## START DATA PROVIDED

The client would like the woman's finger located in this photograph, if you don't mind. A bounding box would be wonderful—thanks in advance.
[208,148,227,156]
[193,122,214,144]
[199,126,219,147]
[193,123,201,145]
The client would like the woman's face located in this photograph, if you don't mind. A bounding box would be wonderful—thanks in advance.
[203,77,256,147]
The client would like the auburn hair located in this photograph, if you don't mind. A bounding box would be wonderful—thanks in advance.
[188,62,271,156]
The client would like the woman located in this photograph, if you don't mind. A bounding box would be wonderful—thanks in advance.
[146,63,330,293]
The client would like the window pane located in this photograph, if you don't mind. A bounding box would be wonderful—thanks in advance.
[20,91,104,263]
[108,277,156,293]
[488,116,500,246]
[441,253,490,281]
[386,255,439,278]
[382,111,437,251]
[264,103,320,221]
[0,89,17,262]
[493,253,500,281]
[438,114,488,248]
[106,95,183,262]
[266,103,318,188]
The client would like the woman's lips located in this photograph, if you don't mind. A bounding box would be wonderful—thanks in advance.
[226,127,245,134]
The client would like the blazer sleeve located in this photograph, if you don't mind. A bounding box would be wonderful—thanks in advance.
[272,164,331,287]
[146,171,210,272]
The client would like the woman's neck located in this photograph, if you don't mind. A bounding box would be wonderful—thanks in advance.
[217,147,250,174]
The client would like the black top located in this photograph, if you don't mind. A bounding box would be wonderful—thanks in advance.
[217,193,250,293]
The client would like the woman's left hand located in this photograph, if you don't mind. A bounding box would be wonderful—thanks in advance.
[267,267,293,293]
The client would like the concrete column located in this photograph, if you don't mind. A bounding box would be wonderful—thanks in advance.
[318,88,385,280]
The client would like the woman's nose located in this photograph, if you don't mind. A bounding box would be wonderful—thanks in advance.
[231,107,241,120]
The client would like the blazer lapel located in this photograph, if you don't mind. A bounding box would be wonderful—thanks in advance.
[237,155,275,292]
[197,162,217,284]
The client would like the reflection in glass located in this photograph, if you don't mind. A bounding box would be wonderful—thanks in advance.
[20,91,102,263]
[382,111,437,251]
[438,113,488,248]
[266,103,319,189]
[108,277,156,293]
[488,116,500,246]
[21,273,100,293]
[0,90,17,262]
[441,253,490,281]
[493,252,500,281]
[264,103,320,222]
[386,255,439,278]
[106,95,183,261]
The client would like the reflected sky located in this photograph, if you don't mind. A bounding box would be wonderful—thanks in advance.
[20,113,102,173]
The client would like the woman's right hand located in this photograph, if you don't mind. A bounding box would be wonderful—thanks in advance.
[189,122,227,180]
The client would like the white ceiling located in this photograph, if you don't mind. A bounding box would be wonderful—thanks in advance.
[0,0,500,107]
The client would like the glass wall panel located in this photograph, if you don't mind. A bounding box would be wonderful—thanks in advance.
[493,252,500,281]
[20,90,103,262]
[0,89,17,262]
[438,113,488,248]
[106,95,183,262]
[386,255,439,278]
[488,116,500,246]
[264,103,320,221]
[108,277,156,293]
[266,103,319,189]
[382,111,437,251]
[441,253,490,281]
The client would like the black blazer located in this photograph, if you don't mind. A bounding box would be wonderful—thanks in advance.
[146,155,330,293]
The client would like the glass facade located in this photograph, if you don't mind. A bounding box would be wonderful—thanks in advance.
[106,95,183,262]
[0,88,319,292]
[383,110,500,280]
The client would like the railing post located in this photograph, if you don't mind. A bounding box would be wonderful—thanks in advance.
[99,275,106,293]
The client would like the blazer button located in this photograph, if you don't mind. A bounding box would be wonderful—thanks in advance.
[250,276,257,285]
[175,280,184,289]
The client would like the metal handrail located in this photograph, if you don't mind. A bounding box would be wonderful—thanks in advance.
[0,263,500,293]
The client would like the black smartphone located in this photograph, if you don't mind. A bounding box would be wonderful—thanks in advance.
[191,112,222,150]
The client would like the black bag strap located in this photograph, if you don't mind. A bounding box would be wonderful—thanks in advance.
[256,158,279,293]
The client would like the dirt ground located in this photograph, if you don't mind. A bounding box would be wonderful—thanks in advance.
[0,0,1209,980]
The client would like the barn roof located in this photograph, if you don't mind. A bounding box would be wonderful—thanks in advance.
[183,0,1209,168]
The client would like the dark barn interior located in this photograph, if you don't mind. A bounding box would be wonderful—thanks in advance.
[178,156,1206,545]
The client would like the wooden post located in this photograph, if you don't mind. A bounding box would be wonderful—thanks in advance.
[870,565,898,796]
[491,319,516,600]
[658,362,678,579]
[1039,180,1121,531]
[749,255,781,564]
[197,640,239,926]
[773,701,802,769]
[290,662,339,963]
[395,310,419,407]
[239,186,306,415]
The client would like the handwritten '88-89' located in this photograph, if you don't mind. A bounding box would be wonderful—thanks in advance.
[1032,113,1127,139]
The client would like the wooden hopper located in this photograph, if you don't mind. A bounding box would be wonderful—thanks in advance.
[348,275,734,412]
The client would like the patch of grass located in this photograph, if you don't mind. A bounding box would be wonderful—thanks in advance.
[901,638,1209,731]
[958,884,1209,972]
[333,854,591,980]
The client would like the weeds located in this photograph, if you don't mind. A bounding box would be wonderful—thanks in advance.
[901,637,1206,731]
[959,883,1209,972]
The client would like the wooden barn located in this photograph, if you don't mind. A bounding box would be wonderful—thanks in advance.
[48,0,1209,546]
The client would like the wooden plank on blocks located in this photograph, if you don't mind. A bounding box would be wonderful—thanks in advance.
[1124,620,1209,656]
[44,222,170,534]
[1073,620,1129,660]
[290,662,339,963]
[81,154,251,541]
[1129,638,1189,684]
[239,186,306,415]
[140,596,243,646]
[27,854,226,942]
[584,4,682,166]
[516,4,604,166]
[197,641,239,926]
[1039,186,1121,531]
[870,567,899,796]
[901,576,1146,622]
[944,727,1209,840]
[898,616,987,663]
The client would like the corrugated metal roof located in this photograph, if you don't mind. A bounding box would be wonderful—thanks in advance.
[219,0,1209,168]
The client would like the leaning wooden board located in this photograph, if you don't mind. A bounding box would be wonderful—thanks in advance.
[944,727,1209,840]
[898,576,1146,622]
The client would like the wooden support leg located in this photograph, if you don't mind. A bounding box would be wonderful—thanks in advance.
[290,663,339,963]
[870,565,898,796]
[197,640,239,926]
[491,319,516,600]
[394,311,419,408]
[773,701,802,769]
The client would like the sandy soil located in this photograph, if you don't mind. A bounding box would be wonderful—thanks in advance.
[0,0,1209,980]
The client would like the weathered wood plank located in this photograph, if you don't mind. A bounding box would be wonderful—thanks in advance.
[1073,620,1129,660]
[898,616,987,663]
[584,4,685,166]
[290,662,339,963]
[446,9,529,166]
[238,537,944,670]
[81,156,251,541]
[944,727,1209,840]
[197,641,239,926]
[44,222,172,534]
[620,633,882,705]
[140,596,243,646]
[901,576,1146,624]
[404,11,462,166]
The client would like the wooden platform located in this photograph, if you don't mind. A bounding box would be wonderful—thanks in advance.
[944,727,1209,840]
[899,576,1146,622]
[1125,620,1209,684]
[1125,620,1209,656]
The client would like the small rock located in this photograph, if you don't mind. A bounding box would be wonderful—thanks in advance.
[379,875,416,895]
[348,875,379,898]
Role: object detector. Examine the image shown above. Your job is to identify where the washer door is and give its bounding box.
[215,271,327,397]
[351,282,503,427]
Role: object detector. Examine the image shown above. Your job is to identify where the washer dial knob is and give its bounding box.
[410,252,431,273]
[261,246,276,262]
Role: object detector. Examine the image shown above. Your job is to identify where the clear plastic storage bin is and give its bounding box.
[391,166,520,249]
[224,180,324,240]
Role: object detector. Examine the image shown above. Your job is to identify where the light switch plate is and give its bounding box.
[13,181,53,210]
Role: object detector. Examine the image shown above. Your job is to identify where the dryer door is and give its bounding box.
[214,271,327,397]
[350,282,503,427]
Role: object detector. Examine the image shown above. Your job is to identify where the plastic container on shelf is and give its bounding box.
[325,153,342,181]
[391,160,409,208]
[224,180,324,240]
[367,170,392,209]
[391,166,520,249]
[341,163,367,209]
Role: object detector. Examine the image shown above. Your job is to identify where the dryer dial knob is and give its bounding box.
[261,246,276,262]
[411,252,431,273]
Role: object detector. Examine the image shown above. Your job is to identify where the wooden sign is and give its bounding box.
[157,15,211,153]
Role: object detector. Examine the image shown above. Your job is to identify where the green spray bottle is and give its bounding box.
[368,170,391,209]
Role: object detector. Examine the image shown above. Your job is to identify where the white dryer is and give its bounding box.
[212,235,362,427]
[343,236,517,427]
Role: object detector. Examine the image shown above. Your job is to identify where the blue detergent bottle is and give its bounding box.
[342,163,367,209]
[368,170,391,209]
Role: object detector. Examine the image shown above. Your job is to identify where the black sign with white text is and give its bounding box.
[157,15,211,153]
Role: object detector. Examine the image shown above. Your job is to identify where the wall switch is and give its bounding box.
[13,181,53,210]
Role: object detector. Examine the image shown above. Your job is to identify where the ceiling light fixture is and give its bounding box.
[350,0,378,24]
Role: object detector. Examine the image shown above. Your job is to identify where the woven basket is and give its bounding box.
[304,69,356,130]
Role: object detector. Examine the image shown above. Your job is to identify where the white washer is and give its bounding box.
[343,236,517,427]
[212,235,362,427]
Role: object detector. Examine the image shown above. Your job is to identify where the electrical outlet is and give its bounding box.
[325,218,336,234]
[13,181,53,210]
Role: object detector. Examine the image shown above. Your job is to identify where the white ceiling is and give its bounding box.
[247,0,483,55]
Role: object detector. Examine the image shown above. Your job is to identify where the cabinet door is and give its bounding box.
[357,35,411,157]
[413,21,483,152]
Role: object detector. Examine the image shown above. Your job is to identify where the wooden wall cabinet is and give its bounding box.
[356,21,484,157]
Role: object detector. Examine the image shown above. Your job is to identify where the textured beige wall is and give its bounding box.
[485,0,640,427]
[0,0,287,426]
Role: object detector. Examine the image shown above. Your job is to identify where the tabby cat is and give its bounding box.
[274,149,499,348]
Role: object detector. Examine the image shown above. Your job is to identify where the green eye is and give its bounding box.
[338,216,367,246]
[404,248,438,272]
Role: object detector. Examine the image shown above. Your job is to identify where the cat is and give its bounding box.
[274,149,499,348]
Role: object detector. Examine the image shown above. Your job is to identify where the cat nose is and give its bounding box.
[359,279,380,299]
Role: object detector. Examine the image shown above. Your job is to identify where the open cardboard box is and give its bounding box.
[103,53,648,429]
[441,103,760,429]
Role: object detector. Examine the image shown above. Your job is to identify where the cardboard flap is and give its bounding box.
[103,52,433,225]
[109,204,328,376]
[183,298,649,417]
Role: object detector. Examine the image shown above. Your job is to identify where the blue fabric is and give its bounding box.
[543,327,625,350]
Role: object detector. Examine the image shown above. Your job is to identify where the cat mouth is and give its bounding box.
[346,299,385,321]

## END DATA PROVIDED

Rewrite the lines from the one containing "tabby cat is and give its bounding box." through the one containing "[404,248,438,272]", changing "green eye" to "amber eye" and leaving everything else as it is.

Role: object detector. Examine the image shown above. Your job is to identify where the tabby cat is and give its bounding box.
[274,149,499,348]
Role: object detector. Examine the image shown above. Your job is to identify where the amber eye is and give its bounding box.
[338,216,367,246]
[404,248,438,272]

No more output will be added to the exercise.